3) Traços comuns aos
totalitarismos.- No sentir de Hannah Arendt (1979: 305-479) e J. L.
Talmon (1956), os traços comuns aos totalitarismos são os seguintes: a)
busca da identidade completa entre o Estado, de um lado, e a sociedade,
a economia e a cultura, de outro; b) unicidade partidária e sindical,
com monopólio da vida política pelo partido único e das atividades
profissionais pelo sindicato único submetido ao partido; c) império de
uma única ideologia, que passa a inspirar a visão de mundo de todos os
indivíduos; d) domínio da propaganda, mediante o controle, pelo Estado,
dos mass media; e) controle absoluto da polícia política sobre todas as
atividades da sociedade e das pessoas; f) geração de um clima de terror
permanente por parte do Estado, como instrumento para destruír a
solidariedade social e a capacidade de reagir dos indivíduos; g)
surgimento, nas pessoas assim submetidas, do sentimento da solidão
total. Ninguém melhor do que Mussolini exprimiu a essência do
totalitarismo, quando afirmou: “Tudo dentro do Estado, nada fora do
Estado”.
II- Formas históricas autoritárias e totalitárias no século XX.
Nesta parte serão
desenvolvidos quatro itens: 1- o fascismo e o nazismo; 2- o
justicialismo e o estado-novismo; 3 - o socialismo de modelo soviético e
suas variações; 4 - o fundamentalismo islâmico.

▸ Problemas
1) No trecho do documento, com que frase Mussolini exprimiu a essência do totalitarismo?
2) Transforme em lista o parágrafo do trecho do documento que começa por “3) Traços comuns aos totalitarismos”, sem perder os fatos principais.

▸ Material de origem
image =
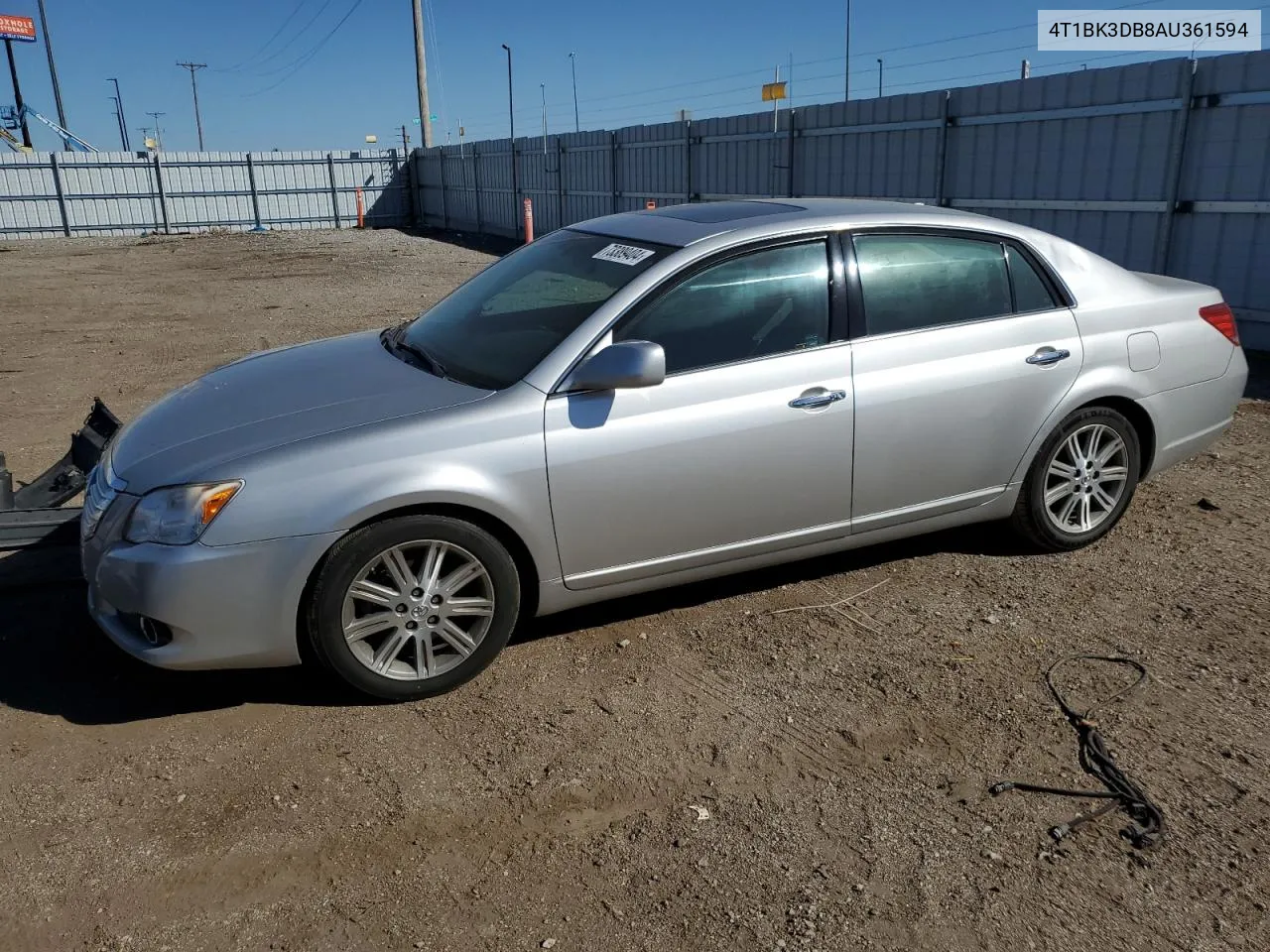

▸ Resultados
1) “Tudo dentro do Estado, nada fora do Estado.”

2)
Traços comuns aos totalitarismos, segundo Hannah Arendt (1979) e J. L. Talmon (1956):
- identidade completa entre o Estado e a sociedade, a economia e a cultura;
- partido único, que monopoliza a política, e sindicato único, submetido ao partido;
- uma única ideologia, que molda a visão de mundo de todos;
- propaganda dominante, com controle estatal dos meios de comunicação de massa;
- controle absoluto da polícia política sobre a sociedade e as pessoas;
- terror permanente promovido pelo Estado para destruir a solidariedade social e a capacidade de reação;
- sentimento de solidão total nas pessoas submetidas.

Mussolini resumiu a essência do totalitarismo: “Tudo dentro do Estado, nada fora do Estado”.